*Written problem*
Transcribe the listing exactly, leaving out every picture.

─── Available records ───

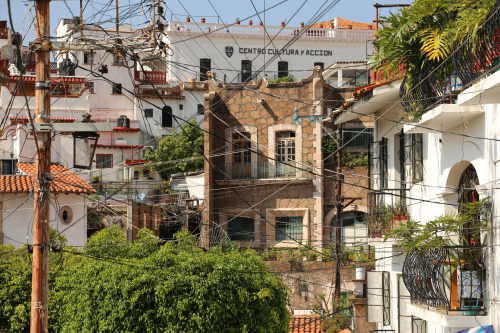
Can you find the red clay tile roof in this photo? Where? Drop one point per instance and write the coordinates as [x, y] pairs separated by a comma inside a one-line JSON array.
[[24, 119], [63, 180], [306, 324], [66, 79], [342, 23]]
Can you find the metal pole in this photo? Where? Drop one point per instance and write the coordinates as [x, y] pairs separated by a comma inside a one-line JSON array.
[[41, 241], [338, 231]]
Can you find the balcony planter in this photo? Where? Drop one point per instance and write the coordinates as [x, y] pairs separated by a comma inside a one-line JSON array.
[[360, 273], [471, 310]]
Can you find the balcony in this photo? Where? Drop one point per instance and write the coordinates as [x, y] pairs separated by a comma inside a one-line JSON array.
[[447, 279], [262, 170], [159, 92], [195, 85], [150, 76], [387, 210], [272, 31]]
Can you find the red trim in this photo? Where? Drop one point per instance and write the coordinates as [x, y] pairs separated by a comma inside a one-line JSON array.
[[119, 147], [135, 162], [126, 129]]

───

*Task response*
Can you find the red clay tile roof in this photo? Where? Drop one point per instance and write the coordinates as [x, y] pairs separated by a comma inside a one-line JSON array.
[[24, 119], [63, 180], [306, 324], [66, 79], [342, 23]]
Can you find the metal pole in this photo? Where? Drop one point per instance and write the coordinates as [x, y] pairs separated by a comma inside a one-line JSON array.
[[41, 241], [338, 231]]
Can you find the balcony planter in this photo? Where? Drop one point per instance and write the coordinates as [x, y] pairs separated by a comma inside a one-line JSON array.
[[360, 273], [471, 310]]
Can you find the balcony in this photo? Where? Drop one point per instance and write the coordinates as [x, y] pairs separated by a comma inside a one-line JSON array.
[[447, 279], [262, 170], [159, 92], [195, 85], [150, 76], [387, 210], [272, 31]]
Can you find the red trim in this photo? Where? Drop one point per instance and write the coordinates as [x, y] pairs separated by a comma inside a one-line JSON array.
[[119, 147], [135, 162], [126, 129]]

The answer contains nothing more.